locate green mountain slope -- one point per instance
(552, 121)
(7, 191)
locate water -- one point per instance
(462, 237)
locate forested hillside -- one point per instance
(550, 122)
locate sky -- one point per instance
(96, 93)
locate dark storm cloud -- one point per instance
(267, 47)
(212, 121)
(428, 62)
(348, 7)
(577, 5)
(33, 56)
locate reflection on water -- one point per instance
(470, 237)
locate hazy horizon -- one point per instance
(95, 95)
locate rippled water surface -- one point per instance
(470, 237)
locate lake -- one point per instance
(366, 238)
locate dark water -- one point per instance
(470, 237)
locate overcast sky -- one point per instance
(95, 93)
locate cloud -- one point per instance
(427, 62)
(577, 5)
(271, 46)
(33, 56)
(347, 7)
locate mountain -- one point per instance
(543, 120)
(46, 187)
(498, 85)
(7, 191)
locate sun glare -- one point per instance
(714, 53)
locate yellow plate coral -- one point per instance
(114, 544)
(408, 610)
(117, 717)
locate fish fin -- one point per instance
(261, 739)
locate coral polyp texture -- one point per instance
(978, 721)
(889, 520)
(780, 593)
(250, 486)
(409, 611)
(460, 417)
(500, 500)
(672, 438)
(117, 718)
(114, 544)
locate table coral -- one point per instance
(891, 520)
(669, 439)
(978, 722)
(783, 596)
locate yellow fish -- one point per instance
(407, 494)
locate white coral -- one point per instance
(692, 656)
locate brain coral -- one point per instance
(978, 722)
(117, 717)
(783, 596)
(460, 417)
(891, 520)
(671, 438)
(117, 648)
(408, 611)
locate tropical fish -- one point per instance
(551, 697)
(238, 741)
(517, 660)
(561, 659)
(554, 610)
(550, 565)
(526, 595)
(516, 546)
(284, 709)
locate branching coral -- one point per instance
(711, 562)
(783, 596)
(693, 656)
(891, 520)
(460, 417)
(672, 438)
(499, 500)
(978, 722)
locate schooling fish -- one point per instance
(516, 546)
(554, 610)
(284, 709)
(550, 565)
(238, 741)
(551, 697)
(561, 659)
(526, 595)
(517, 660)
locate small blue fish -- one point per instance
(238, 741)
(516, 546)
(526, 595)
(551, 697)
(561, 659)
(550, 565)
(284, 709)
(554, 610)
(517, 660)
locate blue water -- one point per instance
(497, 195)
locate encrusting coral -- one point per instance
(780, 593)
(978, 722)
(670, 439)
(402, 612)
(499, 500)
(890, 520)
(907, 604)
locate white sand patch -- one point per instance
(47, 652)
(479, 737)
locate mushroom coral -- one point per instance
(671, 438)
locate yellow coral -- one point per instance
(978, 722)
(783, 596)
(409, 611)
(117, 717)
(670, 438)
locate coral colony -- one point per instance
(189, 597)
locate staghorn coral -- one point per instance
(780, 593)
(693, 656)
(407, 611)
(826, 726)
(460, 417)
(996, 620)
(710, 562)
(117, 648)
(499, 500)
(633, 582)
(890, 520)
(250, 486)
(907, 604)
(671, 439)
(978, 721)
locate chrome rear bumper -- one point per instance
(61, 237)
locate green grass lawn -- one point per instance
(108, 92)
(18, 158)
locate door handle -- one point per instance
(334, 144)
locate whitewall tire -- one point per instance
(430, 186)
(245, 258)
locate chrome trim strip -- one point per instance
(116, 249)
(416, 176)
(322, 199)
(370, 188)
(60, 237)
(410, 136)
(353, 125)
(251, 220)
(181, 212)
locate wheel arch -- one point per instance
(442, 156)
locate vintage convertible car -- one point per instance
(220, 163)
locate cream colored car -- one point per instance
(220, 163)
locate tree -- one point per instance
----
AIM OF THE EXERCISE -> Copy each record from above without leaving any out.

WORKED SOLUTION ->
locate green mountain slope -- one point per instance
(552, 121)
(7, 191)
locate water -- one point per instance
(462, 237)
locate forested hillside -- one point per instance
(550, 122)
locate sky -- one point per instance
(96, 93)
locate dark storm cloud -- one point per instance
(267, 47)
(212, 121)
(428, 62)
(348, 7)
(577, 5)
(33, 56)
locate reflection on water -- one point per instance
(470, 237)
locate hazy horizon -- one point per instance
(95, 95)
locate rippled water surface -- one point per instance
(470, 237)
locate lake -- one point per instance
(366, 238)
locate dark water -- one point per instance
(470, 237)
locate overcast sky -- one point per instance
(95, 93)
locate cloud -- one point per instance
(427, 62)
(577, 5)
(271, 46)
(33, 56)
(347, 7)
locate mountain -- one point per instance
(543, 120)
(46, 187)
(498, 85)
(7, 191)
locate sun glare -- one point per instance
(714, 53)
locate yellow plate coral -- one point per instance
(114, 544)
(408, 610)
(117, 717)
locate fish fin -- one point per instance
(261, 739)
locate coral polyp texture -- one point per instance
(978, 721)
(889, 520)
(780, 593)
(250, 486)
(409, 611)
(460, 417)
(500, 500)
(672, 438)
(117, 718)
(114, 544)
locate table coral -- one point per instance
(891, 520)
(669, 439)
(978, 722)
(783, 596)
locate yellow fish -- one point per instance
(407, 494)
locate white coral -- one point per instance
(692, 656)
locate brain coral -- one point per instance
(978, 722)
(117, 717)
(783, 596)
(460, 417)
(891, 520)
(671, 438)
(117, 648)
(408, 611)
locate tropical fish -- one point per instance
(551, 697)
(238, 741)
(517, 660)
(561, 659)
(554, 610)
(550, 565)
(526, 595)
(516, 546)
(284, 709)
locate branching coral -- one point per instance
(711, 562)
(783, 596)
(693, 656)
(891, 520)
(460, 417)
(672, 438)
(499, 500)
(978, 722)
locate schooling fish -- one point per instance
(516, 546)
(554, 610)
(284, 709)
(550, 565)
(238, 741)
(551, 697)
(561, 659)
(526, 595)
(517, 660)
locate small blue fish -- one point per instance
(238, 741)
(516, 546)
(526, 595)
(551, 697)
(561, 659)
(550, 565)
(284, 709)
(554, 610)
(517, 660)
locate blue water -- one point per instance
(497, 195)
locate encrusting coral -- one point per instance
(780, 593)
(978, 722)
(670, 439)
(402, 612)
(499, 500)
(890, 520)
(907, 604)
locate white sand patch -- one point per instance
(47, 652)
(479, 737)
locate mushroom coral -- one point per instance
(671, 438)
locate yellow coral -- one point per instance
(978, 722)
(783, 596)
(409, 611)
(117, 717)
(670, 438)
locate coral colony -- one point per instance
(189, 597)
locate staghorn coral -- one point per instance
(780, 593)
(693, 656)
(407, 611)
(826, 726)
(460, 417)
(996, 620)
(710, 562)
(117, 648)
(499, 500)
(633, 582)
(890, 520)
(250, 486)
(907, 604)
(671, 439)
(978, 721)
locate chrome rear bumper -- one point per instance
(61, 237)
locate green grass lawn -- one point per instance
(108, 92)
(18, 158)
locate door handle -- one point per instance
(334, 144)
locate whitewall tire -- one point per instance
(430, 186)
(245, 258)
locate chrome trim strip -- one point per instance
(116, 249)
(416, 176)
(322, 199)
(370, 188)
(60, 237)
(410, 136)
(353, 125)
(251, 220)
(181, 212)
locate wheel arch -- one point per instance
(442, 156)
locate vintage convertible car -- one point per instance
(220, 163)
locate cream colored car -- one point per instance
(220, 163)
locate tree -- one point per instance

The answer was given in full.